## Instructions for the task
The records below must be output exactly, without pictures.

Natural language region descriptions
+===+
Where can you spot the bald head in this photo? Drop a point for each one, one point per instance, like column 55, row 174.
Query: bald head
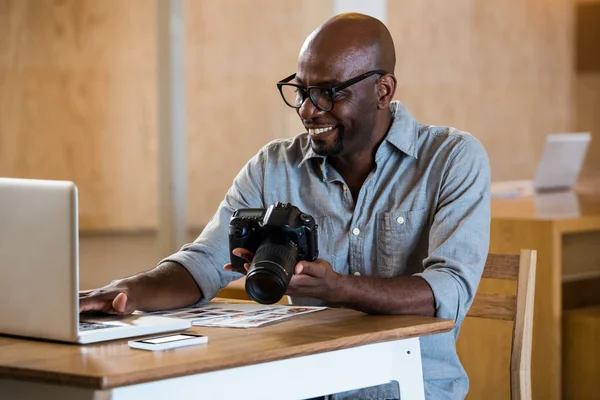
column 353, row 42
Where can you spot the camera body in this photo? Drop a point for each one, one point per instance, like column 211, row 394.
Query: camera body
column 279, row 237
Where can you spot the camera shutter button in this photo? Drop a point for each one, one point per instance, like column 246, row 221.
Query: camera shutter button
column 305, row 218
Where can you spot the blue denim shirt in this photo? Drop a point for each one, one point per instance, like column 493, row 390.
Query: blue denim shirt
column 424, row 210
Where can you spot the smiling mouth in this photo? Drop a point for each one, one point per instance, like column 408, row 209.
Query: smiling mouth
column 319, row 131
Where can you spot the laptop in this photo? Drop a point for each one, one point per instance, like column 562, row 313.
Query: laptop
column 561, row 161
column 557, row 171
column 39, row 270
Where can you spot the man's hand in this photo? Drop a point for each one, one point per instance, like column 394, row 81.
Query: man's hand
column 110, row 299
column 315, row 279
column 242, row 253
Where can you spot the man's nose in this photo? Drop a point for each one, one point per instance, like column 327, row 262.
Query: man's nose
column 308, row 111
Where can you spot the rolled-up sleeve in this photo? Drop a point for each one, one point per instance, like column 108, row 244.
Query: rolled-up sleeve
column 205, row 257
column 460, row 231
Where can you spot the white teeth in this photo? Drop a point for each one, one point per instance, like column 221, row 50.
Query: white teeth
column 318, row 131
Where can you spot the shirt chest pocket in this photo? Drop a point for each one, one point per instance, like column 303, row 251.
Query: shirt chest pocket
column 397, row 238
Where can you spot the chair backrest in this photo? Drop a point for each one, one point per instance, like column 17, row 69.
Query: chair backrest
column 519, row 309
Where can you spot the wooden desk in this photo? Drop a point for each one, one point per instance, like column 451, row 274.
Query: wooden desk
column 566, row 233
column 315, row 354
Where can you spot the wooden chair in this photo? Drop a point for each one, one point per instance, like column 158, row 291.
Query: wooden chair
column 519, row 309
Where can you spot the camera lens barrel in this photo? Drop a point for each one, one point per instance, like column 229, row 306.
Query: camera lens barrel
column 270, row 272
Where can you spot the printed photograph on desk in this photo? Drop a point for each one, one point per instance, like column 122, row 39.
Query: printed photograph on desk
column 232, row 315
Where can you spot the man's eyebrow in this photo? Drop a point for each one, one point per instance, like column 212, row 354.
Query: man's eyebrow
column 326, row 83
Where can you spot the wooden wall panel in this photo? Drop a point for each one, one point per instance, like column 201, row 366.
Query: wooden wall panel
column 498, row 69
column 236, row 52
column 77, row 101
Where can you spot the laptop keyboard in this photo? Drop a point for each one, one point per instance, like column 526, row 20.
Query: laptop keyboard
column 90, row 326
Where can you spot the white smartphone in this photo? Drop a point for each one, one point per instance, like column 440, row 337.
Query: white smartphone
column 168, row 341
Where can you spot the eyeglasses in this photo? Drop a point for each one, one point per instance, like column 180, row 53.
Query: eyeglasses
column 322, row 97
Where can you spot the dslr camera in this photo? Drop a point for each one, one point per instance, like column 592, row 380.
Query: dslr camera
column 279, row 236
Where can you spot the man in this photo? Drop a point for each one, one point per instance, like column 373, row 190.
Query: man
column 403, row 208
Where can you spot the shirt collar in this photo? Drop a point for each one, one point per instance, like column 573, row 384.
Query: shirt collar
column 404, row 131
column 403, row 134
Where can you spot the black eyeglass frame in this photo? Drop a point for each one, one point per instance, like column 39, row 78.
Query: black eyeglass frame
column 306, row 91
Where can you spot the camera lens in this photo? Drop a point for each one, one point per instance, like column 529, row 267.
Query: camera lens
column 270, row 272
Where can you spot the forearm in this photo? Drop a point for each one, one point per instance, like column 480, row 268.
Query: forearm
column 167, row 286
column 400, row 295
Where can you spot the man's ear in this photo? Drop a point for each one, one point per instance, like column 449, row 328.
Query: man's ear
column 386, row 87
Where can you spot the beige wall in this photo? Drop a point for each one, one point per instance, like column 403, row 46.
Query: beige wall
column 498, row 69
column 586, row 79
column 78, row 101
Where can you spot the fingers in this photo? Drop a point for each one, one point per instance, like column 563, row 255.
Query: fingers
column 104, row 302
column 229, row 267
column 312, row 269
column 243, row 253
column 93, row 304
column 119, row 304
+===+
## Task output
Where can you spot the bald head in this photo? Drop a point for each one, one point per instance, like column 55, row 174.
Query: bald head
column 353, row 42
Where can you spot the camera body in this photo? Drop a point for each one, one point per instance, like column 211, row 394.
Query: camera body
column 279, row 237
Where can you spot the camera shutter button in this photo? Drop a point for each one, one point per instance, like column 246, row 221.
Query: camera shutter button
column 305, row 218
Where can you spot the blue denim shirt in this photo? Drop a point for each one, one point per instance, like column 493, row 390.
Query: blue denim shirt
column 424, row 210
Where can you spot the smiling mouth in this photo? Drop a point for each one, one point per instance, like column 408, row 209.
Query: smiling mouth
column 319, row 131
Where can you spot the laptop in this photo? Drop a point for each one, one point per instance, like column 562, row 313.
Query: laptop
column 561, row 161
column 557, row 171
column 39, row 270
Where can you spot the man's hand in this photo? Drop a point for each one, one point per instance, like column 394, row 81.
Query: man's hand
column 110, row 299
column 315, row 279
column 242, row 253
Where can you spot the man's nose in this photo? Drop a point for each one, one point per instance, like column 327, row 262.
Query: man's nose
column 308, row 111
Where can you spot the rolled-up sleeve in this photo? Drop a point for each one, one point per instance, like column 108, row 244.
Query: rolled-up sleeve
column 205, row 257
column 460, row 231
Where can you spot the white teeth in this photo? Drop a point for each one, one point per instance, like column 221, row 50.
Query: white teeth
column 318, row 131
Where can you spot the shirt chest pocket in this photo? Drop a point for each one, one point per instance, like column 303, row 251.
Query: shirt chest pocket
column 397, row 238
Where can you spot the chair backrest in this photo? Drop a point for each one, one point per instance, like column 17, row 69.
Query: chair backrest
column 519, row 309
Where can you spot the wooden desk in this photo? Drop a point for each one, one point per instance, like column 451, row 274.
Query: wooden desk
column 566, row 233
column 315, row 354
Where can you spot the wooden chair in this photo? Drop a point for each one, one point per instance, like column 158, row 291.
Query: wooden chair
column 519, row 309
Where can you spot the camera lens barrel in this photo? Drop a point for each one, one point per instance, like column 229, row 306.
Query: camera lens barrel
column 270, row 272
Where can you spot the printed photograph on desk in this photo? Drop a point for each one, one point per instance, like column 122, row 39.
Query: printed photograph on desk
column 232, row 315
Where can you spot the man's eyebrow in this photo? Drop a point for each one, one point per instance, like column 212, row 354.
Query: man's eyebrow
column 326, row 83
Where can you spot the wooden wall panel in this photo? Drop a point for each one, one point per instance, like column 201, row 366.
Query: wooden wall panel
column 498, row 69
column 236, row 52
column 77, row 101
Where can you spot the laptop keyboard in this photo? Drop a point for each one, one point per instance, like column 526, row 20.
Query: laptop keyboard
column 90, row 326
Where can you spot the white smartphone in this photo? Drop a point for each one, one point per instance, like column 440, row 337.
Query: white smartphone
column 168, row 341
Where can you spot the eyeglasses in this photo? Drop a point for each one, one point per instance, like column 180, row 53.
Query: eyeglasses
column 322, row 97
Where can you spot the dslr camera in this photo? Drop a point for each one, one point per instance, like column 592, row 380.
Query: dslr camera
column 279, row 236
Where can you spot the man in this photo? Drop a point for each one, one point per instance, like column 373, row 190.
Query: man
column 403, row 208
Where can you spot the shirt collar in this photo? Drop a point for each one, one point per instance, like column 573, row 384.
Query: shirt collar
column 404, row 131
column 403, row 134
Where can you spot the black eyeglass frame in this photo? Drop a point for each one, one point per instance, like column 39, row 78.
Query: black eyeglass frame
column 306, row 91
Where can you spot the camera lens in this photo? Drop a point for each one, one point per instance, like column 529, row 267.
Query: camera lens
column 270, row 272
Where can you spot the forearm in this photo? Drop a point for each one, one point per instance, like column 480, row 268.
Query: forearm
column 167, row 286
column 400, row 295
Where can you spot the man's ear in this photo? Drop a point for each one, one point per instance, like column 449, row 328.
Query: man's ear
column 386, row 87
Where can you spot the beige wall in this photo? Drop a point for each one, one point per instance, like column 403, row 46.
Query: beige wall
column 498, row 69
column 586, row 79
column 78, row 101
Where can you spot the fingers in this photo? Drop a point for each one, one point per instance, like column 563, row 255.
Query: fingers
column 104, row 302
column 229, row 267
column 312, row 269
column 243, row 253
column 93, row 304
column 119, row 304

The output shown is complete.